## [Requirements]
Select each line of the records below that contains the word "beard", and copy those lines.

## [Recorded information]
• • •

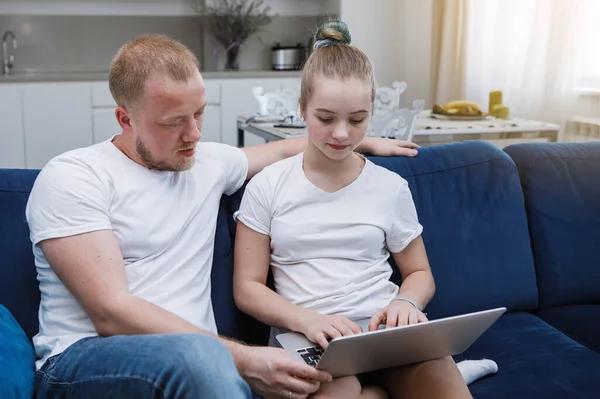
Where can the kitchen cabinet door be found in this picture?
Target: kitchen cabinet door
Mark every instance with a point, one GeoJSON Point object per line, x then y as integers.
{"type": "Point", "coordinates": [57, 118]}
{"type": "Point", "coordinates": [12, 147]}
{"type": "Point", "coordinates": [237, 100]}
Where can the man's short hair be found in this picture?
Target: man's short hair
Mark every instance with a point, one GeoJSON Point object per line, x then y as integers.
{"type": "Point", "coordinates": [146, 56]}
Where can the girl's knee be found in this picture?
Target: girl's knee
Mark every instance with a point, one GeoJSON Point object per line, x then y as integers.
{"type": "Point", "coordinates": [342, 387]}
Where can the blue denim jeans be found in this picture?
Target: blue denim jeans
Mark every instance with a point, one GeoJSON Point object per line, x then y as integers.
{"type": "Point", "coordinates": [142, 366]}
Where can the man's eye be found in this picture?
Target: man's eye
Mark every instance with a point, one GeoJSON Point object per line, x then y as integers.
{"type": "Point", "coordinates": [172, 125]}
{"type": "Point", "coordinates": [325, 120]}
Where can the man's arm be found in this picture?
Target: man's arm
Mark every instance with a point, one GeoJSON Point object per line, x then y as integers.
{"type": "Point", "coordinates": [91, 267]}
{"type": "Point", "coordinates": [260, 156]}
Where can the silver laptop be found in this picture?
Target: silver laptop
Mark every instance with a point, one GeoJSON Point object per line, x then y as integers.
{"type": "Point", "coordinates": [391, 347]}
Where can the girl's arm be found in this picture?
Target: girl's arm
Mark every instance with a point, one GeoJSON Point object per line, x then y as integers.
{"type": "Point", "coordinates": [417, 285]}
{"type": "Point", "coordinates": [252, 296]}
{"type": "Point", "coordinates": [417, 279]}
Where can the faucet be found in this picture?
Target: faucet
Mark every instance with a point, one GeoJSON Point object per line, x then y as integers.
{"type": "Point", "coordinates": [8, 60]}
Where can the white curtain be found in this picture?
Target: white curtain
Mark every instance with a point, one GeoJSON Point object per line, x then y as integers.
{"type": "Point", "coordinates": [540, 53]}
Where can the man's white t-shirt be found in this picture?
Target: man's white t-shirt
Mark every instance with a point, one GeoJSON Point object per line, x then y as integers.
{"type": "Point", "coordinates": [329, 251]}
{"type": "Point", "coordinates": [165, 224]}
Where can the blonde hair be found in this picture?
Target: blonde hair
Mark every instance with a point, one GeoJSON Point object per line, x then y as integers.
{"type": "Point", "coordinates": [143, 57]}
{"type": "Point", "coordinates": [333, 56]}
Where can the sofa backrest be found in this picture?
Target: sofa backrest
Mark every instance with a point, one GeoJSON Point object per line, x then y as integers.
{"type": "Point", "coordinates": [469, 200]}
{"type": "Point", "coordinates": [561, 183]}
{"type": "Point", "coordinates": [19, 291]}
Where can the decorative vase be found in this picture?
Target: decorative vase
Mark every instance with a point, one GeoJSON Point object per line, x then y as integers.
{"type": "Point", "coordinates": [232, 57]}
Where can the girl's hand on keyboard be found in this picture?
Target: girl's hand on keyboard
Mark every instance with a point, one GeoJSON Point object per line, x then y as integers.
{"type": "Point", "coordinates": [397, 313]}
{"type": "Point", "coordinates": [323, 328]}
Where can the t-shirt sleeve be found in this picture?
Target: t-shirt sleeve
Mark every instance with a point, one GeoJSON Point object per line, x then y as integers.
{"type": "Point", "coordinates": [67, 199]}
{"type": "Point", "coordinates": [255, 207]}
{"type": "Point", "coordinates": [404, 226]}
{"type": "Point", "coordinates": [235, 164]}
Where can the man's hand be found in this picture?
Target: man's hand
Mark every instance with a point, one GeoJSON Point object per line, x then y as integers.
{"type": "Point", "coordinates": [397, 313]}
{"type": "Point", "coordinates": [273, 373]}
{"type": "Point", "coordinates": [388, 147]}
{"type": "Point", "coordinates": [322, 328]}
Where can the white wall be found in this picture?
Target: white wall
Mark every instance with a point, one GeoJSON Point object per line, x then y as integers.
{"type": "Point", "coordinates": [397, 36]}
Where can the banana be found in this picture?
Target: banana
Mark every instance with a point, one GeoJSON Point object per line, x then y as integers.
{"type": "Point", "coordinates": [462, 104]}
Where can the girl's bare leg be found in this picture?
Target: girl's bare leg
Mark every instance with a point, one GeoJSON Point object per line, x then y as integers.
{"type": "Point", "coordinates": [438, 379]}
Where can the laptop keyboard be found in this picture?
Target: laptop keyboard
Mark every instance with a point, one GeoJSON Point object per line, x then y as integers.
{"type": "Point", "coordinates": [311, 355]}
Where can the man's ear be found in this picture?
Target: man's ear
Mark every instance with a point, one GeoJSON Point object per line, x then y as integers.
{"type": "Point", "coordinates": [123, 118]}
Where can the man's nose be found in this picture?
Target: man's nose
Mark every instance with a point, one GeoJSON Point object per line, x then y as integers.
{"type": "Point", "coordinates": [193, 133]}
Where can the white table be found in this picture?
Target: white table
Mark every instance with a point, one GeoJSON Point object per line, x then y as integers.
{"type": "Point", "coordinates": [426, 125]}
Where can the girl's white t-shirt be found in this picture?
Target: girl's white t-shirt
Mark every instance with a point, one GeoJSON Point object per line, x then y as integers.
{"type": "Point", "coordinates": [164, 222]}
{"type": "Point", "coordinates": [329, 251]}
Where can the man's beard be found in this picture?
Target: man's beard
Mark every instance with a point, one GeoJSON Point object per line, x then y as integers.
{"type": "Point", "coordinates": [156, 164]}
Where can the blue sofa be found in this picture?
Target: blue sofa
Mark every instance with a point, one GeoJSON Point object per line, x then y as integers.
{"type": "Point", "coordinates": [518, 228]}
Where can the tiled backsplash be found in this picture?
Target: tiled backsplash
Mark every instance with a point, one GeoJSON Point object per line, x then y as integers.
{"type": "Point", "coordinates": [88, 43]}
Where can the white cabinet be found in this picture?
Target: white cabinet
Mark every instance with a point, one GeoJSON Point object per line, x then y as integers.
{"type": "Point", "coordinates": [57, 117]}
{"type": "Point", "coordinates": [12, 152]}
{"type": "Point", "coordinates": [39, 121]}
{"type": "Point", "coordinates": [237, 100]}
{"type": "Point", "coordinates": [211, 125]}
{"type": "Point", "coordinates": [104, 124]}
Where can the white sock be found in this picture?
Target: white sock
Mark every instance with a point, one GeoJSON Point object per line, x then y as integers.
{"type": "Point", "coordinates": [473, 370]}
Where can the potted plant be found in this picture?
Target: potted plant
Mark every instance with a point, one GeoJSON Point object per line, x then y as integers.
{"type": "Point", "coordinates": [232, 22]}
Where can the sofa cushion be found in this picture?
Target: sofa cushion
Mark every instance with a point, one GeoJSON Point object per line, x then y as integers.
{"type": "Point", "coordinates": [580, 322]}
{"type": "Point", "coordinates": [469, 200]}
{"type": "Point", "coordinates": [535, 361]}
{"type": "Point", "coordinates": [231, 322]}
{"type": "Point", "coordinates": [18, 285]}
{"type": "Point", "coordinates": [563, 206]}
{"type": "Point", "coordinates": [17, 359]}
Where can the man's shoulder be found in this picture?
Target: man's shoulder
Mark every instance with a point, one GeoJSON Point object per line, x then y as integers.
{"type": "Point", "coordinates": [272, 176]}
{"type": "Point", "coordinates": [85, 160]}
{"type": "Point", "coordinates": [211, 149]}
{"type": "Point", "coordinates": [280, 168]}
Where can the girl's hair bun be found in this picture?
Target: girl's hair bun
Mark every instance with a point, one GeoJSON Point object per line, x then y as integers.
{"type": "Point", "coordinates": [331, 33]}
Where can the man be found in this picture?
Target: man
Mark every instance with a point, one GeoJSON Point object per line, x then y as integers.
{"type": "Point", "coordinates": [123, 234]}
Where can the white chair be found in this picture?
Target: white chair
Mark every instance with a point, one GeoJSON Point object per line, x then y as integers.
{"type": "Point", "coordinates": [278, 104]}
{"type": "Point", "coordinates": [388, 98]}
{"type": "Point", "coordinates": [398, 123]}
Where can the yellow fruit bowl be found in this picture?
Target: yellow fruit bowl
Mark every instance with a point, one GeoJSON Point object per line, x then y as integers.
{"type": "Point", "coordinates": [459, 110]}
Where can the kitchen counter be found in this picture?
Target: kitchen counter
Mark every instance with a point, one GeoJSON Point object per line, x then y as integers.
{"type": "Point", "coordinates": [86, 76]}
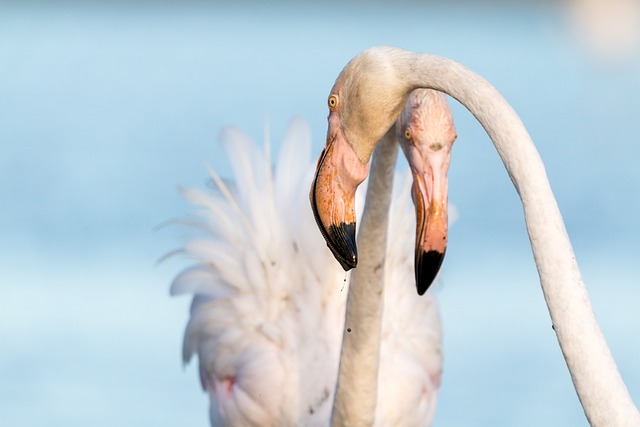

• • •

## [Solution to the exercise]
Where can the man's beard be found in this picture?
Target: man's beard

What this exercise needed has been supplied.